Selected excerpt:
# Working with chain (pics)



## tj-lee (Jan 2, 2008)

Spent another evening detailing a kit bashed car.










I wanted to put a hook on the top of each post and then string some chain between some of the posts.










A pair of small needle nosed pliers let me take a link off the end of 10LPI chain.










Using the pliers I was able to rework the link into a hook shape.










Pushing the hook into the soft basswood post and I was set.










I took a smaller link chain, one I had picked up at a garage sale, painted the silver chain with dark burnt umber acrylic paint and strung the chain between two of the posts.










The finished product. As always, comments and/or questions are welcome.

Best,
TJ


----------



## Dave Meashey (Jan 2, 2008)

TJ; 

Great idea. Thanks for sharing. Alas, now that both of my daughters have grown up (the "baby" is now 35), my source for fine chain has dried up somewhat. Back in the day they were always getting their costume jewelry chains tangled. Sometimes I could untangle the chain. Sometimes the chain had to be "donated" for train projects. 

Best, 
David Meashey


----------



## tj-lee (Jan 2, 2008)

David, 

Thanks for the comment. My wife and I often go garage sale hunting and I look for the cheap costume jewelery for appropriate sized chains. It's hit or (more often) miss. 

I've used the "chain link as hook" for a number of things and it has worked out very well. 

Best, 
TJ


----------



## Mik (Jan 2, 2008)

I was thinking this









But your project would probably be an easier place to start









I usually just buy a couple 5 foot pieces of blackened chain from Ozark when I'm ordering stuff for other projects


----------



## tj-lee (Jan 2, 2008)

Mik, 

> But your project would probably be an easier place to start 

I'm all about "easier". 

Best, 
TJ


----------



## Dale W (Jan 5, 2008)

Mic, 
Love that crawler, is it an Ertl? What scale is it? Makes a very nice flatcar load. 

Dale


----------



## jimtyp (Jan 2, 2008)

TJ, thanks for the tip on the hook, great idea.


----------



## tj-lee (Jan 2, 2008)

Jim, 

> thanks for the tip on the hook, great idea. 

Thank you for the feedback. 

Best, 
TJ


----------



## Mik (Jan 2, 2008)

Dale, it's Spec Cast, and 1/25... They go on sale from time to time. - otherwise they're in the 'ouch' range.


----------

Problems to work on:
1) Name every user who posted in the chain thread, listing each username once.
2) Return the passage of the chain thread from "I wanted to" up to and including "of 10LPI chain.".
Rely on the chain thread alone for your answers.

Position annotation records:
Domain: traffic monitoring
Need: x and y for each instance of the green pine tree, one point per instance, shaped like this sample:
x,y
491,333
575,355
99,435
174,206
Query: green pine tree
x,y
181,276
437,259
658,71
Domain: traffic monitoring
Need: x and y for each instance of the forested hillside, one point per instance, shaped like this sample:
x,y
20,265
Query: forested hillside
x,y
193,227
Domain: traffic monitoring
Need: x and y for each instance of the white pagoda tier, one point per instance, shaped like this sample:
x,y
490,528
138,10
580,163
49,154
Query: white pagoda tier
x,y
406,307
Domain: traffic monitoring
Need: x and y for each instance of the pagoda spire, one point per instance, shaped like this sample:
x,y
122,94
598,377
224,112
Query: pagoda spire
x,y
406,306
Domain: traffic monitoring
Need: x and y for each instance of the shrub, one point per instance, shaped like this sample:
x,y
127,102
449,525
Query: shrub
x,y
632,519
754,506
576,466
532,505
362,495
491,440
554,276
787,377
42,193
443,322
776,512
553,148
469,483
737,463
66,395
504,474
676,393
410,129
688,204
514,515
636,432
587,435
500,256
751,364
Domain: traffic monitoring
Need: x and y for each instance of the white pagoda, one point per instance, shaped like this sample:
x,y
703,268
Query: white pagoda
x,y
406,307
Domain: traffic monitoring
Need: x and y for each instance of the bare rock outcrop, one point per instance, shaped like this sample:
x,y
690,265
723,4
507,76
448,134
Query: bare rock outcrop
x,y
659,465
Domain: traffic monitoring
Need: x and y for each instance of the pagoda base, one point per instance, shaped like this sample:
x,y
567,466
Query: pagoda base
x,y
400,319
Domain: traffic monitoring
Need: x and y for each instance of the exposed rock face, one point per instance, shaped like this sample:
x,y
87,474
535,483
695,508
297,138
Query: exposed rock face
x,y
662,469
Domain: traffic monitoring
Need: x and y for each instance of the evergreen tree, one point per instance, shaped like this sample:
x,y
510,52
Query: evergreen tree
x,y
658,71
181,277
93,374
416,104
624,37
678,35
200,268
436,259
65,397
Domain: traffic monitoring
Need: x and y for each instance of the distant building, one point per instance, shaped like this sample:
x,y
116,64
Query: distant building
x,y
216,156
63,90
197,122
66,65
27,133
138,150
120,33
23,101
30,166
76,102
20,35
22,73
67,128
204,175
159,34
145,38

Results:
1) tj-lee, Dave Meashey, Mik, Dale W, jimtyp

2)
I wanted to put a hook on the top of each post and then string some chain between some of the posts.










A pair of small needle nosed pliers let me take a link off the end of 10LPI chain.